[Opening STORED DATA section]

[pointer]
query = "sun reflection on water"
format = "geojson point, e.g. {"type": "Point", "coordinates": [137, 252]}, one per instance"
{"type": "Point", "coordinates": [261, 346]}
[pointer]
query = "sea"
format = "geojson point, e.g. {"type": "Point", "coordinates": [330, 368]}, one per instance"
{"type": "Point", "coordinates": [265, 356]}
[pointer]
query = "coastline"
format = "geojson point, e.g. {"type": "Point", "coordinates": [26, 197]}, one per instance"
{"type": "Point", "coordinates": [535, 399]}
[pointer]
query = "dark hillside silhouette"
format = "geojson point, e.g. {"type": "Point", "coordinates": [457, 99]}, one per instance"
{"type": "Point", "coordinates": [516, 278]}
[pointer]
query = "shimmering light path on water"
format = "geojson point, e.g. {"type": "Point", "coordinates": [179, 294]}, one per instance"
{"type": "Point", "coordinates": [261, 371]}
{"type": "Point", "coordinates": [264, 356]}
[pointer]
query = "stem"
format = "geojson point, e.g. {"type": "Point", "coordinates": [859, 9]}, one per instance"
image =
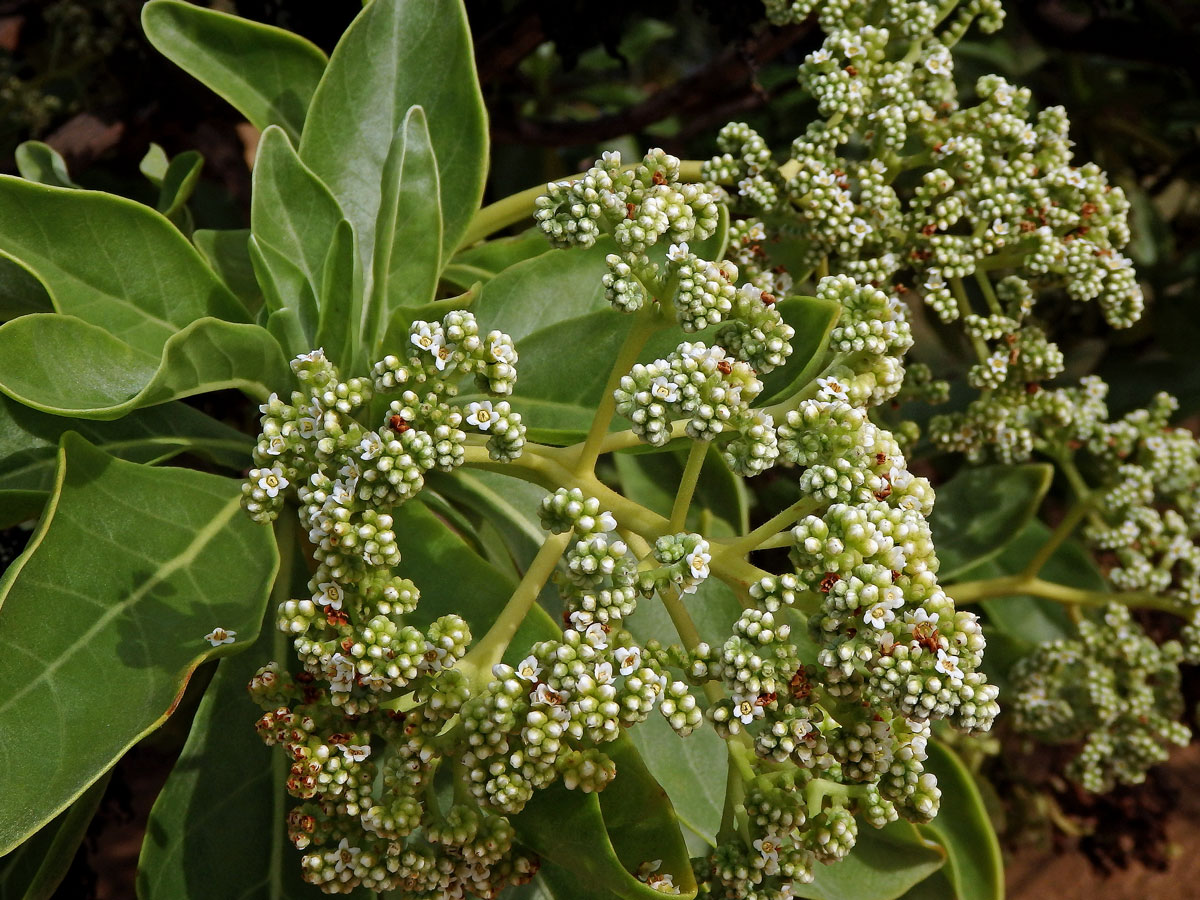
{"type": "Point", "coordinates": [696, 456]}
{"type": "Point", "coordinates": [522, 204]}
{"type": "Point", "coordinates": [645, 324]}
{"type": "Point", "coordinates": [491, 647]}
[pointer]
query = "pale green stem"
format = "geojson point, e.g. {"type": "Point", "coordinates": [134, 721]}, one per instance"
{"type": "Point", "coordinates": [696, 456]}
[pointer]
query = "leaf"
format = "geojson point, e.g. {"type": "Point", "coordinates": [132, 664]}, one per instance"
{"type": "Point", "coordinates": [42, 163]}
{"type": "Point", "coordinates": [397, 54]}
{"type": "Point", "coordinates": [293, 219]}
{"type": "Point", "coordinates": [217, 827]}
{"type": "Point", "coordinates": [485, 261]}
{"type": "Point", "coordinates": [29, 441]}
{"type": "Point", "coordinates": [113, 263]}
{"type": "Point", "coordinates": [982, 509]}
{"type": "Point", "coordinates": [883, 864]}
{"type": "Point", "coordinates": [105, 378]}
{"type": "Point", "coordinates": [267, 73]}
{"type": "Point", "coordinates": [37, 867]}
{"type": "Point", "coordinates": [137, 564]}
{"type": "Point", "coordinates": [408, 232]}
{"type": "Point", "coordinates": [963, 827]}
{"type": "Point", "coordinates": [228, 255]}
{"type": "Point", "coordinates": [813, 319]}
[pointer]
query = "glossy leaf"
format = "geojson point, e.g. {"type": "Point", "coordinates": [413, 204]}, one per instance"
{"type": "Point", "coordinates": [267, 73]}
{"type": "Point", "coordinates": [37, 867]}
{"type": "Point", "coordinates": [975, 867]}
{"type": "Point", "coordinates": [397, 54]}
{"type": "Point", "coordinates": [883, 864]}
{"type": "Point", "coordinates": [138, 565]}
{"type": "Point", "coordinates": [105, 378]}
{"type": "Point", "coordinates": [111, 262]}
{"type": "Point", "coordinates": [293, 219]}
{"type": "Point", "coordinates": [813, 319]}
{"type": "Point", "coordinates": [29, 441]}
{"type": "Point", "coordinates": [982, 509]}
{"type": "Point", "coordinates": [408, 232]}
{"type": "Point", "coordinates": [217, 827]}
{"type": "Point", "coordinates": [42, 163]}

[Closing STORED DATA section]
[Opening STORED DATA section]

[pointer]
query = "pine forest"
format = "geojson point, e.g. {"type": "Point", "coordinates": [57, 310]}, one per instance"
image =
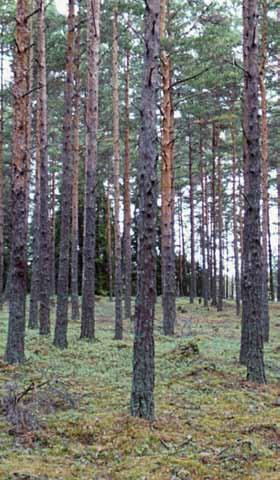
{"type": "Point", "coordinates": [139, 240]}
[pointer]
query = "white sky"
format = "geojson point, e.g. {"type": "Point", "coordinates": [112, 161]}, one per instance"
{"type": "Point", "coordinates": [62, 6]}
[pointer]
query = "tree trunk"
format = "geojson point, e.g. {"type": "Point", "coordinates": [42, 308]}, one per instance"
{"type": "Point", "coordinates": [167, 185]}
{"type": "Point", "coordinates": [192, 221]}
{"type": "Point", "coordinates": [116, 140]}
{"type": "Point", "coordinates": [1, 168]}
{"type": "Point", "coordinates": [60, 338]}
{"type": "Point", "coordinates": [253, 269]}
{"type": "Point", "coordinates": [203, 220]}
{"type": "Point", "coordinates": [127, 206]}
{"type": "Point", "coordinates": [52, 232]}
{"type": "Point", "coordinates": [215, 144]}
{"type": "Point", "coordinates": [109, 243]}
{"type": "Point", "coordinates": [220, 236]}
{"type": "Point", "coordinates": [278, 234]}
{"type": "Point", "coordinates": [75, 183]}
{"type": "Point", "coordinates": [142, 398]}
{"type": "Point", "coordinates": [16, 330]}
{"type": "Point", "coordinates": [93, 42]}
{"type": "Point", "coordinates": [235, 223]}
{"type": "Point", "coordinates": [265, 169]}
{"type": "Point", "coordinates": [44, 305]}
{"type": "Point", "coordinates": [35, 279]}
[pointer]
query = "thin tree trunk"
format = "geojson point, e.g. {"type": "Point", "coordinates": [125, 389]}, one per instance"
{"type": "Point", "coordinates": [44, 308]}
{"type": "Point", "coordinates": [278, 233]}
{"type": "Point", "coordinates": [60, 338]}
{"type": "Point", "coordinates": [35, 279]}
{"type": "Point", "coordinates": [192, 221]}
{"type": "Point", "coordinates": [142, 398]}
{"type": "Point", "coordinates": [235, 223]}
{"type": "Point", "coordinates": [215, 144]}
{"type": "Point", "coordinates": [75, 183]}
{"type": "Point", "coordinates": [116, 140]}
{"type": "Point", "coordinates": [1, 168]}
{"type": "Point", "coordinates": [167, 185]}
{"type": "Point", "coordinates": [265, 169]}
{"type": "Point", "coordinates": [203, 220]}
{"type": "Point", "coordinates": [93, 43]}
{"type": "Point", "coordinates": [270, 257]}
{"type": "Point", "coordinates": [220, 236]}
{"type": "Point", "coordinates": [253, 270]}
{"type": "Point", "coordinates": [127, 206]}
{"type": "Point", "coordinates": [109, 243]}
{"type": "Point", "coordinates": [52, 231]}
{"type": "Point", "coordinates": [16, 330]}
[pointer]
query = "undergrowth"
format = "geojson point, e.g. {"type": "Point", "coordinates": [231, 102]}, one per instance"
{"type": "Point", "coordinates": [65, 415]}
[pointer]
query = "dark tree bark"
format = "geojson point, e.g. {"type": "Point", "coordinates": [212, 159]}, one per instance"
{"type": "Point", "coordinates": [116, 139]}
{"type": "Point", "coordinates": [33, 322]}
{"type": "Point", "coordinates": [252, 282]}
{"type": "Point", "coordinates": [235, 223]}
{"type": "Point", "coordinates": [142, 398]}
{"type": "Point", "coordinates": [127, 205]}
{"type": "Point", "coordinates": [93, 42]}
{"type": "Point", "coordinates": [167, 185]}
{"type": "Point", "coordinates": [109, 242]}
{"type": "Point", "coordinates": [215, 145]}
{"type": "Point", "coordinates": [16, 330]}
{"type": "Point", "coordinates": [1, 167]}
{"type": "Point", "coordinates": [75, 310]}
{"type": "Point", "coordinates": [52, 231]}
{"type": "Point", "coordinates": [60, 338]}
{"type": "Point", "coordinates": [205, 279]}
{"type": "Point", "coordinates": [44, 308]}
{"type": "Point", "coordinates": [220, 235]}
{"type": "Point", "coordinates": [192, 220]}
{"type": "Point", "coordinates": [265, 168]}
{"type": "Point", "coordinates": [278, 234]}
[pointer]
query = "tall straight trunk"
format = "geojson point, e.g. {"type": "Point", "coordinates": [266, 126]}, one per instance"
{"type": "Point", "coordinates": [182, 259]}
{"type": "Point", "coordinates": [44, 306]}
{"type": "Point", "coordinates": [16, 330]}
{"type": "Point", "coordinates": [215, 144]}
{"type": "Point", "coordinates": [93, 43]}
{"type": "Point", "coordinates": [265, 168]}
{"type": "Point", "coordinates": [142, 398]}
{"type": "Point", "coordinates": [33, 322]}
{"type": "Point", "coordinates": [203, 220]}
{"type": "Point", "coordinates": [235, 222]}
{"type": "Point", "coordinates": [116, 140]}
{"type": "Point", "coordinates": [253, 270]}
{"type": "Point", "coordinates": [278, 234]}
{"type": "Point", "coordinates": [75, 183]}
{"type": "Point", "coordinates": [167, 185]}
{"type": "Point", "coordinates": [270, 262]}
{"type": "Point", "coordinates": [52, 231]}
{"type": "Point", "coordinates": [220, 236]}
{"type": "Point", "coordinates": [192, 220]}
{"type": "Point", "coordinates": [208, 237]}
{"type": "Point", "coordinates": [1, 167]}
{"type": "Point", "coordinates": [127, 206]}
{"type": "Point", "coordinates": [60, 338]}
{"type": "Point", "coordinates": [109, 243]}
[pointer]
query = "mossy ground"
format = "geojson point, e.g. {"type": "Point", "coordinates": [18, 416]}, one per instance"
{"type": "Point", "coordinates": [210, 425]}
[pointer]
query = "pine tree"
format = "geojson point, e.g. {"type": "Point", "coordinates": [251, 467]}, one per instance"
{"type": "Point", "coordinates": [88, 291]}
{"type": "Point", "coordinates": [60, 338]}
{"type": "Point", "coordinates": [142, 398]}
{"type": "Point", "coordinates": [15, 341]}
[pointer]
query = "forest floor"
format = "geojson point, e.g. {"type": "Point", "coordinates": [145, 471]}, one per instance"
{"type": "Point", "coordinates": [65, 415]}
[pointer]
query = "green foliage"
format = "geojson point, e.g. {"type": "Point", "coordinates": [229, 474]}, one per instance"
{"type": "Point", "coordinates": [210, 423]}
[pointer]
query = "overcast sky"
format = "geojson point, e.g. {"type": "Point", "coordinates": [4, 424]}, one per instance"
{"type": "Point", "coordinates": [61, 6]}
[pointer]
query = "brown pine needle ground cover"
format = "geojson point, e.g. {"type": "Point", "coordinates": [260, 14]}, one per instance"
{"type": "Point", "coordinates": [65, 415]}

[Closing STORED DATA section]

Identify each line in the entries with the word "tree" and copy it.

WRITTEN ANSWER ▸
query = "tree trunk"
query = "thin tree trunk"
query = "dark tree bark"
query = "pine tree"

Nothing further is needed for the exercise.